The economic impact has reverberated through multiple channels, including commodity and financial markets, trade and migration links and adverse impact on confidence.

The war is also hitting hard the emerging and developing economies of Europe and Central Asia, a region that was already heading for an economic slowdown this year from the ongoing effects of the pandemic.


In addition to Russia and Ukraine, Belarus, Kyrgyzstan, Moldova and Tajikistan are projected to fall into recession this year, while growth projections have been downgraded in all economies due to spillovers from the war, weaker-than-expected growth in the euro area, and commodity, trade and financing shocks.

Russia and Ukraine account for about 40 per cent of wheat imports in the region and about 75 per cent or more in Central Asia and the South Caucasus.

DATA SUPPLIED.
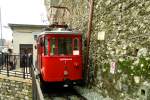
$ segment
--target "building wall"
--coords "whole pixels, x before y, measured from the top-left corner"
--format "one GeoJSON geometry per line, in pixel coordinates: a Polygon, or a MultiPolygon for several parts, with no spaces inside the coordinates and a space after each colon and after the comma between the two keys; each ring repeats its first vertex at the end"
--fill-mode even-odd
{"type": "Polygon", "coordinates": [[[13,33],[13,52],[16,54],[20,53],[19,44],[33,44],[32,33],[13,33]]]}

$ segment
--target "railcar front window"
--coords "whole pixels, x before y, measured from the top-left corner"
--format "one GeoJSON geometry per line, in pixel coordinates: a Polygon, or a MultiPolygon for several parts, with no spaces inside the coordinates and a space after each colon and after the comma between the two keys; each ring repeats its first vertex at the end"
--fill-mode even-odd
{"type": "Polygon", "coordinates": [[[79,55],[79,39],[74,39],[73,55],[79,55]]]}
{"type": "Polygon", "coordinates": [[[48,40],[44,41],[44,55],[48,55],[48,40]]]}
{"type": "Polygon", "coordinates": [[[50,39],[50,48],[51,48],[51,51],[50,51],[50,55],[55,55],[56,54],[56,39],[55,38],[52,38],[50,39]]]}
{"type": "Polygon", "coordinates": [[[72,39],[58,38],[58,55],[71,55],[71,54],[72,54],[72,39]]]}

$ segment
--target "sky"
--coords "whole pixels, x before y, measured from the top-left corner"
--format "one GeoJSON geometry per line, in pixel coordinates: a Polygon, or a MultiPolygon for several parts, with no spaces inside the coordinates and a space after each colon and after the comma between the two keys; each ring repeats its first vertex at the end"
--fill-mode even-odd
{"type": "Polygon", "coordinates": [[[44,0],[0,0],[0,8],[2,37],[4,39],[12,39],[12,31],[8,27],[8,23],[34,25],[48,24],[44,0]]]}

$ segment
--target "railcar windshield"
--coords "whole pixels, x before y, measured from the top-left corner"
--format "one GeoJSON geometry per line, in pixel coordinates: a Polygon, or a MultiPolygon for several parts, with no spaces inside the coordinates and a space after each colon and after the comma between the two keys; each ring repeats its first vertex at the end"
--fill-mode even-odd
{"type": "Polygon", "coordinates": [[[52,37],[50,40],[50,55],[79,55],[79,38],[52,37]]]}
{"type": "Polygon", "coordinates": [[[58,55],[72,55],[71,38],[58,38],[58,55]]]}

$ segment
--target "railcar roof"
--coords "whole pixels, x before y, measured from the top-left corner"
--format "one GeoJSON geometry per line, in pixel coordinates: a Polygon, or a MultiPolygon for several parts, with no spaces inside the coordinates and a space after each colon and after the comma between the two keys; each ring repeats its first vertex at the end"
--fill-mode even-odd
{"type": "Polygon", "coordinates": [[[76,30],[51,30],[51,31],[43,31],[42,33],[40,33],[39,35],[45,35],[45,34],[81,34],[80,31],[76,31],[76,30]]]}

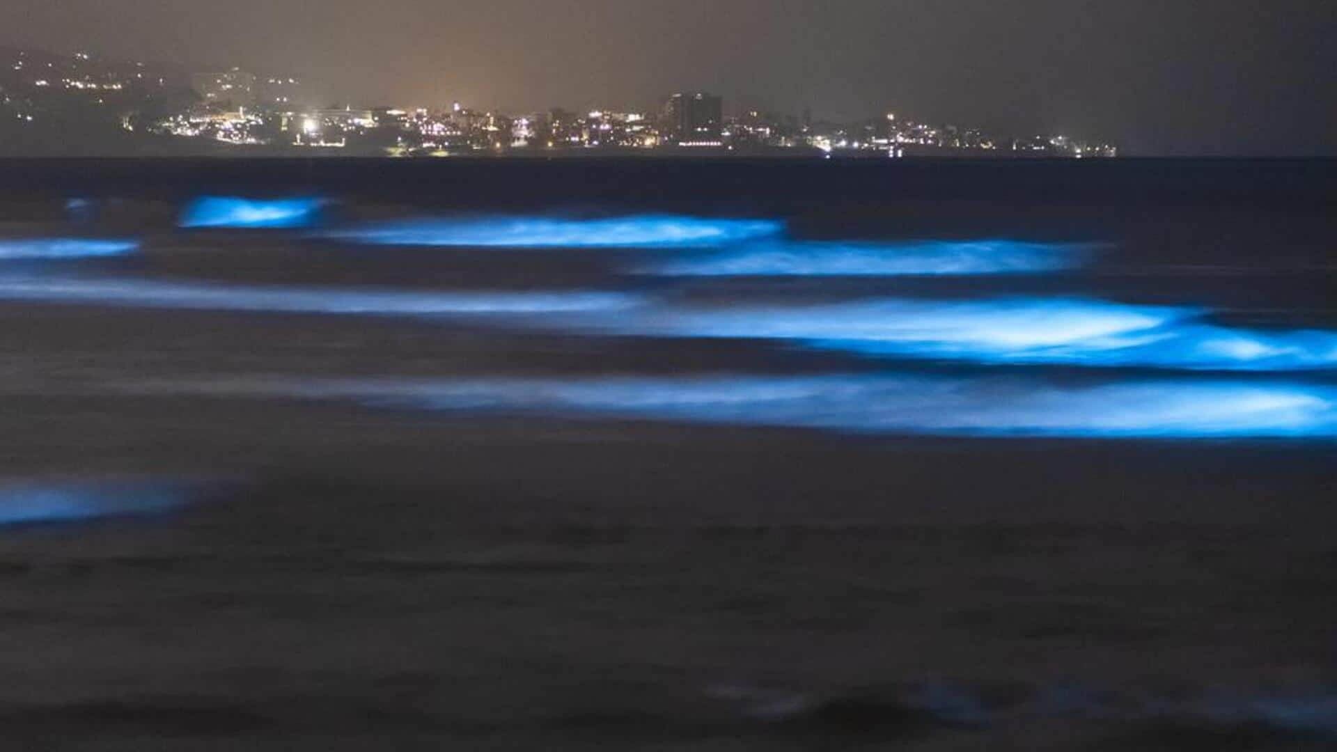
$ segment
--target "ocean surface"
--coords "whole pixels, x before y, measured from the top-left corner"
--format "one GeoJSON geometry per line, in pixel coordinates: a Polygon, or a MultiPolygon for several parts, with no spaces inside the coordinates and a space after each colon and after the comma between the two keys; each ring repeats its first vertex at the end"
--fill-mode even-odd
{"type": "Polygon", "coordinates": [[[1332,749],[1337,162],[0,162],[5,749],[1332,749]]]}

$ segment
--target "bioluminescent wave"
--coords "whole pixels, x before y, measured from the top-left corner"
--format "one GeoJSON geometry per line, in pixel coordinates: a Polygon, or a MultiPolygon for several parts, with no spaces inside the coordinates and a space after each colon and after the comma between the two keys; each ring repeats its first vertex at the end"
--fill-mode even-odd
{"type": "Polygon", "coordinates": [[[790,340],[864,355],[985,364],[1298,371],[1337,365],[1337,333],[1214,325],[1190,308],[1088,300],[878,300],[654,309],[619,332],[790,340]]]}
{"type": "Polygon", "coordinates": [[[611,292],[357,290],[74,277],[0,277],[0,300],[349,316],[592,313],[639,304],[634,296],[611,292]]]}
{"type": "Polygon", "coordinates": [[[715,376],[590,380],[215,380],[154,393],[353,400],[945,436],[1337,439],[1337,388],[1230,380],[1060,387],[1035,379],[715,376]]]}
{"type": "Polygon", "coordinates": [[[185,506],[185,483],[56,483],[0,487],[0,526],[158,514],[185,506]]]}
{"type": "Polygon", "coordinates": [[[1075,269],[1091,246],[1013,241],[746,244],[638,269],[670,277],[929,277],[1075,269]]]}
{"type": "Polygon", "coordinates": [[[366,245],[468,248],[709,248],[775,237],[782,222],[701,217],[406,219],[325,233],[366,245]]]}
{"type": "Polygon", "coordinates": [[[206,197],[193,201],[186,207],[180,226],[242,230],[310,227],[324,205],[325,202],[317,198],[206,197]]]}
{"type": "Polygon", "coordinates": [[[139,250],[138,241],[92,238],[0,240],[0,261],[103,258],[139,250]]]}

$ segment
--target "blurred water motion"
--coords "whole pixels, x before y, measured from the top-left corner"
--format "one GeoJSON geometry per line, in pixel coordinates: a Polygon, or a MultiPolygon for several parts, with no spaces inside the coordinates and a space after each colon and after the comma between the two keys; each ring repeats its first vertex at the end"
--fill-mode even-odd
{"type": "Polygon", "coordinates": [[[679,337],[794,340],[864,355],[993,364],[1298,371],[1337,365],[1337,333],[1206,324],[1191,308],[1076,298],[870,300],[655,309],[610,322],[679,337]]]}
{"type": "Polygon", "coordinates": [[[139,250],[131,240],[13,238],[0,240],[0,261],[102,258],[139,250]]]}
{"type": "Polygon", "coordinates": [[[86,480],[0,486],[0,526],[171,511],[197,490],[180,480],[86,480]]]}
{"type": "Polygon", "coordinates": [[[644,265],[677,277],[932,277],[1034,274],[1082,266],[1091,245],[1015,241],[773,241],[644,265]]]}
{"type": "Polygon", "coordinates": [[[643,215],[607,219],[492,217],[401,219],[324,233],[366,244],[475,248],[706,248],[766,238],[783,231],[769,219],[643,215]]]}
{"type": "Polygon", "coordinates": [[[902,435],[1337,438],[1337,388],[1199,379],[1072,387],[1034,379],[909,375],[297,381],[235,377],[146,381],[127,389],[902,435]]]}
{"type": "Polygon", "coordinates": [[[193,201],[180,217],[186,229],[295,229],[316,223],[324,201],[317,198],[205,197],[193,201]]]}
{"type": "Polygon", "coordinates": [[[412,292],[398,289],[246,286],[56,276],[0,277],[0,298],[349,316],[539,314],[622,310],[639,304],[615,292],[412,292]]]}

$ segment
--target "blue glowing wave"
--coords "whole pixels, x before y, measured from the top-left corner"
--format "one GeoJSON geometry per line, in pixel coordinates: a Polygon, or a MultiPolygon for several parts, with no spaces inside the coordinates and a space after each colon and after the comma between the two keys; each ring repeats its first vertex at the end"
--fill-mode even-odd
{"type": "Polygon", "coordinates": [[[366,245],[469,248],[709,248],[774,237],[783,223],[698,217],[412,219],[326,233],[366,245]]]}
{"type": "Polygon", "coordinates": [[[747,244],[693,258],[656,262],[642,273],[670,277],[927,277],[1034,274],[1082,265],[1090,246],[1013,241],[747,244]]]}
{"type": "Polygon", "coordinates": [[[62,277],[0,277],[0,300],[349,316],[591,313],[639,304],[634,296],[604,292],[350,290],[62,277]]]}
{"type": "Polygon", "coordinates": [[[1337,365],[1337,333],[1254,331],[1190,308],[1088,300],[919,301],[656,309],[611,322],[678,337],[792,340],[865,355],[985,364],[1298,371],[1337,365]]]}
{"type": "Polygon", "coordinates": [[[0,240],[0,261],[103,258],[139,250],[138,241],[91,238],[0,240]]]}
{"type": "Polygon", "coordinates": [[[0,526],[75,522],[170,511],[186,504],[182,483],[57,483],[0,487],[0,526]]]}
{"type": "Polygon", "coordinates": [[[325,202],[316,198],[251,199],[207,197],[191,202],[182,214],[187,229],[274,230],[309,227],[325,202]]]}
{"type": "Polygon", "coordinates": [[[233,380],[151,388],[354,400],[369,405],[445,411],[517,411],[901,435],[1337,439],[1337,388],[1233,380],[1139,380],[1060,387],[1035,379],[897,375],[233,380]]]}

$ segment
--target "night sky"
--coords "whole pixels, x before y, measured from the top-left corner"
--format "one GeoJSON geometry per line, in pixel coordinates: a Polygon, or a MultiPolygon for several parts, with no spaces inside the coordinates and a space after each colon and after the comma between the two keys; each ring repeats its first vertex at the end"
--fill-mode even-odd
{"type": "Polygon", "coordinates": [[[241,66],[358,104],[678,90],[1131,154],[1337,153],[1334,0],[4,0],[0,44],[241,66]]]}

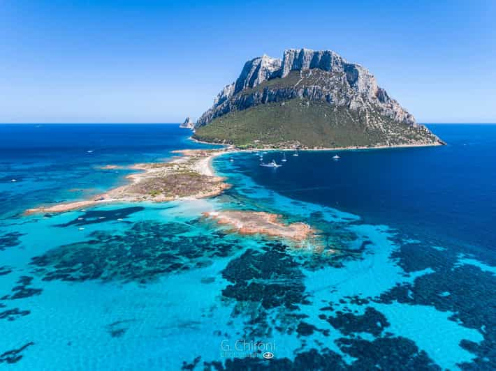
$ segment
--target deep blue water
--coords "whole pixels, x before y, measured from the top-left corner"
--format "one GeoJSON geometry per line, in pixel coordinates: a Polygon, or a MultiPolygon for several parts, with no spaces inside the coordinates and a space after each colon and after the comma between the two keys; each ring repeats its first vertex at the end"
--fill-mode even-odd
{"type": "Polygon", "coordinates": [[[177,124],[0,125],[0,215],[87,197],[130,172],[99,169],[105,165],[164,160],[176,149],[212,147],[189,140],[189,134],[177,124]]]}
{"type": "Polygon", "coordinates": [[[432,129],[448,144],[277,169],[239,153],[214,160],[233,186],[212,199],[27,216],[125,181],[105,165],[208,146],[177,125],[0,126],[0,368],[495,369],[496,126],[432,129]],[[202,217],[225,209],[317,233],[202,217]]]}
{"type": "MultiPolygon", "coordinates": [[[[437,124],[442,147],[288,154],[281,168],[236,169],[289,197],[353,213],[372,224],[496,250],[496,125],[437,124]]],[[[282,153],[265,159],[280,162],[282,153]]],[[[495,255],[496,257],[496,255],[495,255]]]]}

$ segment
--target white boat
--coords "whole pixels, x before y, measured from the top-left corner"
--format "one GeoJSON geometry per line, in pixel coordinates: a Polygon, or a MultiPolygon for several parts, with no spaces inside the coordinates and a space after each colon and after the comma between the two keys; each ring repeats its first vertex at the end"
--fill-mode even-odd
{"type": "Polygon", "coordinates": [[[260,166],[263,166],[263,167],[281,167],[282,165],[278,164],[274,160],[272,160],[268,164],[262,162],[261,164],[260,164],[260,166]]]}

TO DO.
a: According to the text on the war's economic impact, which four countries besides Russia and Ukraine are projected to fall into recession this year?
b: Carry on the text about the war's economic impact on Europe and Central Asia, beginning after its final sentence.
The material is separate from the text about the war's economic impact.

RESPONSES TO THE EXERCISE.
a: Belarus, Kyrgyzstan, Moldova and Tajikistan.

b:
Russia is also a major export destination for many countries, while remittances from Russia are close to 30 per cent of GDP in some Central Asian economies, such as Kyrgyzstan and Tajikistan. 

“The Ukraine war and the pandemic have once again shown that crises can cause widespread economic damage and set back years of per capita income and development gains,” says Asli Demirgüç-Kunt, World Bank chief economist for Europe and Central Asia. 

“Governments in the region should fortify their macroeconomic buffers and credibility of their policies to contain risks and deal with potential fragmentation of trade and investment channels; strengthen their social safety nets to protect the most vulnerable, including the refugees; and not lose focus on improving energy efficiency to ensure a sustainable future.”

‘A serious blow’

Others are also concerned about the fallout from Russia’s invasion of Ukraine on the broader regional economy.

“Without any doubt, the war in Ukraine is a serious blow for the CEE economies,” says Professor Witold Orłowski, chief economic advisor at PwC.

“They suffer, firstly, from the hike in inflation, mainly due to soaring prices of oil and gas, and food. Secondly, from the demand shock caused by a reduced exports to Russia, Belarus, Ukraine, caused by sanctions, war, recession, and, probably, by a reduced growth in the eurozone.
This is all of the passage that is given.